BEGIN DOCUMENT SECTION

Village in Derbyshire, England

Markeaton is a suburban village and former civil parish within Derby in the ceremonial county of Derbyshire, England. It is in the Mackworth Ward of Derby City Council.

The village lies on the narrow Markeaton Lane road. It is home to the popular Markeaton Park.
==History==
The name is derived from Old English "Mearca's Farm". The spelling was Marcheton in 1086.

After the Norman conquest the manor of Markeaton, which had been held by the Anglo-Saxon Siward, the Fairbairn Earl of Northumbria, was given to Hugh d'Avranches, 1st Earl of Chester, along with Chevinetum, Mackworth and Allestree.

It passed to John, Earl of Huntingdon and Cambridge who died in 1237, his only heirs being his sisters. To prevent the estate passing to women, it was bought by the Crown in 1246. It was held by various members of the royal family, including the Black Prince until his death in 1376 when it returned to the Crown.

In the early 14th century the Mundy family purchased land. Sir John Mundy was Lord Mayor of the City of London in 1522.
The village land was enclosed by the Mundys during the 18th century, forcing many of the villagers to move their homes outside the enclosed land.

== Civil parish ==
Markeaton was formerly a township in the parish of Mackworth. From 1866 Markeaton was a civil parish in its own right, but on 1 April 1934 the parish was abolished and merged with Allestree, Darley Abbey, Derby and Mackworth. In 1931 the parish had a population of 307.

==Markeaton Hall==

A grand house, Markeaton Hall, was built in a traditional half timbered style; this was replaced by a new hall during the late 18th century.

In 1929, the Markeaton Hall and twenty acres (81,000 m^{2}) of its gardens were given to the Corporation of Derby by the Reverend Clarke Maxwell who had inherited the estate from the late Mrs Mundy, on condition that the whole area would be used as a public park and that the mansion would be maintained for cultural purposes: for example as a museum or an art gallery. The hall was used by the Army during World War II and allowed to fall into disrepair after the war.

The council had continually neglected the building, and it was eventually declared to be unsafe. The council decided to demolish it, leaving only the Orangery and stable yards.

==The Church==
Markeaton shares its church with the nearby village of Mackworth. This 13th-century church was fortified, one of the rare examples of such a church, to protect the villagers and their farm stock from raids by the Meynells, who lived at Langley Meynell.

END DOCUMENT SECTION

__WHAT YOU WILL DO__:
(1) Decide whether each statement agrees with the Markeaton article. Answer yes or no, and quote the words of the article that decide it.
(a) The Crown bought the estate in 1246.
(b) Markeaton Hall was given to the Corporation of Derby in 1934.
(c) The church that Markeaton shares with Mackworth dates from the 15th century.
(2) Rewrite as a short list the paragraph of the Markeaton article that begins "Markeaton was formerly a township," keeping its main facts.
(3) Duplicate the passage of the Markeaton article from "The council had" up to and including "at Langley Meynell.".

BEGIN LISTED ENTRIES

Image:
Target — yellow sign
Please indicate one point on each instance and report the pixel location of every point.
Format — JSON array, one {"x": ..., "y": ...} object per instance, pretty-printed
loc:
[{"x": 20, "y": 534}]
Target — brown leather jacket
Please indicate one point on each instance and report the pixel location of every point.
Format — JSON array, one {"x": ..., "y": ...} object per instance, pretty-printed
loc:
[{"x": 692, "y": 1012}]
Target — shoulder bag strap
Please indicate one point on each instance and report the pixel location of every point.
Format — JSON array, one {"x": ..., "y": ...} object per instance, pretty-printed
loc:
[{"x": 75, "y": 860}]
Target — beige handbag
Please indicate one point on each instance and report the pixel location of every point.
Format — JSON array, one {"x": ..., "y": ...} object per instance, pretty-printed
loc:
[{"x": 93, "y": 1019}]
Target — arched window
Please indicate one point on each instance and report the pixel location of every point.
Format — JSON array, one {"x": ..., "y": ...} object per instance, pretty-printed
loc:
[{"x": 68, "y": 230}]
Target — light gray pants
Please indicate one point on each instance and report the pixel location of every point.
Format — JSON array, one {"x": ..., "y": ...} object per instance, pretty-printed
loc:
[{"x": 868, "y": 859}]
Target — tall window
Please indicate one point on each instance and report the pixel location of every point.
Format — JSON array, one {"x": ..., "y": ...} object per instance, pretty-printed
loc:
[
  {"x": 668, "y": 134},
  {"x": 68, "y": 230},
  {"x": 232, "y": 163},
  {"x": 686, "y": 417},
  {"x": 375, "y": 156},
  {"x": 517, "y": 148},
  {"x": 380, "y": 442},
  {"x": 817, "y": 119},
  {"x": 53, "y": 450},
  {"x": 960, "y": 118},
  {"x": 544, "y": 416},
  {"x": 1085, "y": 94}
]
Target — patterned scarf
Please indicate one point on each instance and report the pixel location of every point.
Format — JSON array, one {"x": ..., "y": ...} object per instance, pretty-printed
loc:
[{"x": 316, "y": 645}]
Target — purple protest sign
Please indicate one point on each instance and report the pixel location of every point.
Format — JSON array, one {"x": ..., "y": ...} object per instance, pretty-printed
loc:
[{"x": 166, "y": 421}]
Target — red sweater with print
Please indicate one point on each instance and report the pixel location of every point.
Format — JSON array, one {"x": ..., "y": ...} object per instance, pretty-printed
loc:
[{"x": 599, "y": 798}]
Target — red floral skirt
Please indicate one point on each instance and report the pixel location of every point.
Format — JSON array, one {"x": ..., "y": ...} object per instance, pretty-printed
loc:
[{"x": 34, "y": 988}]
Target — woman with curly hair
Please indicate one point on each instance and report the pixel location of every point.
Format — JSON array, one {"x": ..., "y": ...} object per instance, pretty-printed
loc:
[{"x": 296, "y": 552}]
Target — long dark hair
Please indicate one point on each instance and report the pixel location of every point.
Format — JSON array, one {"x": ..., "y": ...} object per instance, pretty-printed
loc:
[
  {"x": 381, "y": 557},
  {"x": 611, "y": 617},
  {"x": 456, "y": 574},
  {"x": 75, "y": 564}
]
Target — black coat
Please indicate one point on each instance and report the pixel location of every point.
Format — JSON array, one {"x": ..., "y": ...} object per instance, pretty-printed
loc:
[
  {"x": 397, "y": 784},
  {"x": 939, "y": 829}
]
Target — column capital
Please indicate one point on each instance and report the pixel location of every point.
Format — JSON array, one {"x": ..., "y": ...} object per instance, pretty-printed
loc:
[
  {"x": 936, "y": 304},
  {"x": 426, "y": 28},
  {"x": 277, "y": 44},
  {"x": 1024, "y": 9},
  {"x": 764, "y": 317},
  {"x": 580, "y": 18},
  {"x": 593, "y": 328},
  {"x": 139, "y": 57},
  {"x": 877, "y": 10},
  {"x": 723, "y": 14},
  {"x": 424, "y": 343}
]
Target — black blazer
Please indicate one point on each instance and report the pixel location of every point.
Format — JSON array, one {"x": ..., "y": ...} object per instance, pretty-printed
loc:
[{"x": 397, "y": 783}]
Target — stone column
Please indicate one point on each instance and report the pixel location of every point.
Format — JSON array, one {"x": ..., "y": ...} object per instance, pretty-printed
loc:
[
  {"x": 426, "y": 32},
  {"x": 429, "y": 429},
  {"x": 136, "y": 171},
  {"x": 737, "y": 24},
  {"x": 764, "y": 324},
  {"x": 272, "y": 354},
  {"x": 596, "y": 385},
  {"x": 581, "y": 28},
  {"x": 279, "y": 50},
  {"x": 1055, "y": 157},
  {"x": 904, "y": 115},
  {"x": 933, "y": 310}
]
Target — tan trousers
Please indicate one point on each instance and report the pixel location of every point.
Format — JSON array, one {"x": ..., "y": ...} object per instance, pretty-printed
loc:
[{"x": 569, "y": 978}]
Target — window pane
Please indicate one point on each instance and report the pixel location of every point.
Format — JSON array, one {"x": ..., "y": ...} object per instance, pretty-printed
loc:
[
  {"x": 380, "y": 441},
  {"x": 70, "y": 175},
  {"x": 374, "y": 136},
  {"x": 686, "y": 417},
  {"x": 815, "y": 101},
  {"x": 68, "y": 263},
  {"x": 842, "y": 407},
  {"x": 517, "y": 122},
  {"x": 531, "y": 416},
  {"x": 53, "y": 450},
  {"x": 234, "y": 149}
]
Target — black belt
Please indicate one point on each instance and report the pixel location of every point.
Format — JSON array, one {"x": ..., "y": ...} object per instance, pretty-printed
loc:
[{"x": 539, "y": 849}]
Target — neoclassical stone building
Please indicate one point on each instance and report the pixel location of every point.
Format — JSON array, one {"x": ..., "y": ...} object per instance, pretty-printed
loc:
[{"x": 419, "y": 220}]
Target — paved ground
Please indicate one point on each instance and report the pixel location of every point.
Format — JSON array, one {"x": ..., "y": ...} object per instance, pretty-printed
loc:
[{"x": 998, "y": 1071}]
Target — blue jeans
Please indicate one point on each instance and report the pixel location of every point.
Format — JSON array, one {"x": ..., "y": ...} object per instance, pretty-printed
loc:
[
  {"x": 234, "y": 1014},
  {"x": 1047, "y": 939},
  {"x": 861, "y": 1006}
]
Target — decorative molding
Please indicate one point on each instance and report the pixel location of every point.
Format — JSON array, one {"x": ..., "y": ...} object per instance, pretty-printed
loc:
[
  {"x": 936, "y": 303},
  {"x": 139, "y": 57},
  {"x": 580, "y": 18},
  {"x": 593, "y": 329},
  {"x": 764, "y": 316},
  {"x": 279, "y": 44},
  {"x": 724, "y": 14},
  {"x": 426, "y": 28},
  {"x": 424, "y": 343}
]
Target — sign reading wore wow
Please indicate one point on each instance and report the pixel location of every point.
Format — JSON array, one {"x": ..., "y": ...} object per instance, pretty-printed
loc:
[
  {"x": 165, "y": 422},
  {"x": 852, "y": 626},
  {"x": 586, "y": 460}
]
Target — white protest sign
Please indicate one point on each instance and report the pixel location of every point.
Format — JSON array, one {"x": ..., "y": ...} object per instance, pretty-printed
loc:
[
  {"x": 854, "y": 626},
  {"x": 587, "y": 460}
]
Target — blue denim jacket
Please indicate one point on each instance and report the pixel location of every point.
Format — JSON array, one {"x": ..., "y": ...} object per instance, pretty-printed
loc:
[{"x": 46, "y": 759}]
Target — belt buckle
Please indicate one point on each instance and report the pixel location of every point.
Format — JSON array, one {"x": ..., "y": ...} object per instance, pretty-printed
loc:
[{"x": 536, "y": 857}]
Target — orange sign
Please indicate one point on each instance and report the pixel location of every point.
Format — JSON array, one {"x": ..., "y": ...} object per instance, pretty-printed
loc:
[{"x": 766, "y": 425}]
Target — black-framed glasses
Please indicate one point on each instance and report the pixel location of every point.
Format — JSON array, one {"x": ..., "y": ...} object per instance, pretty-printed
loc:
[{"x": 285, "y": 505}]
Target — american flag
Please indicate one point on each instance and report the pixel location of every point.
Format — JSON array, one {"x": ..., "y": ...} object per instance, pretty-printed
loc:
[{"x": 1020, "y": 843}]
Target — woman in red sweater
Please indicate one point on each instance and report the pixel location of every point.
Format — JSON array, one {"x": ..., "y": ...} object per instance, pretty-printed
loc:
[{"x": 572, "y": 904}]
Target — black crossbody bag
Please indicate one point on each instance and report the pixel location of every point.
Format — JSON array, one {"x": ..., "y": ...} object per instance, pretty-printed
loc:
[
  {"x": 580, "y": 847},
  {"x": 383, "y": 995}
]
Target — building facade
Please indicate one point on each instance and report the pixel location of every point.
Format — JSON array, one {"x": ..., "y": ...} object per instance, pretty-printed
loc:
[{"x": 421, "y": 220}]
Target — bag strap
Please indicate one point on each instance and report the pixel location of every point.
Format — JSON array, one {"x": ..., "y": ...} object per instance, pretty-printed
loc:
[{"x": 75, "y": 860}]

END LISTED ENTRIES

__ANSWERS GIVEN__:
(1)
(a) Yes: "it was bought by the Crown in 1246"
(b) No: "In 1929, the Markeaton Hall and twenty acres"
(c) No: "This 13th-century church was fortified"

(2)
- Formerly a township in the parish of Mackworth
- A civil parish in its own right from 1866
- Population of 307 in 1931
- Parish abolished on 1 April 1934 and merged with Allestree, Darley Abbey, Derby and Mackworth

(3)
The council had continually neglected the building, and it was eventually declared to be unsafe. The council decided to demolish it, leaving only the Orangery and stable yards.

==The Church==
Markeaton shares its church with the nearby village of Mackworth. This 13th-century church was fortified, one of the rare examples of such a church, to protect the villagers and their farm stock from raids by the Meynells, who lived at Langley Meynell.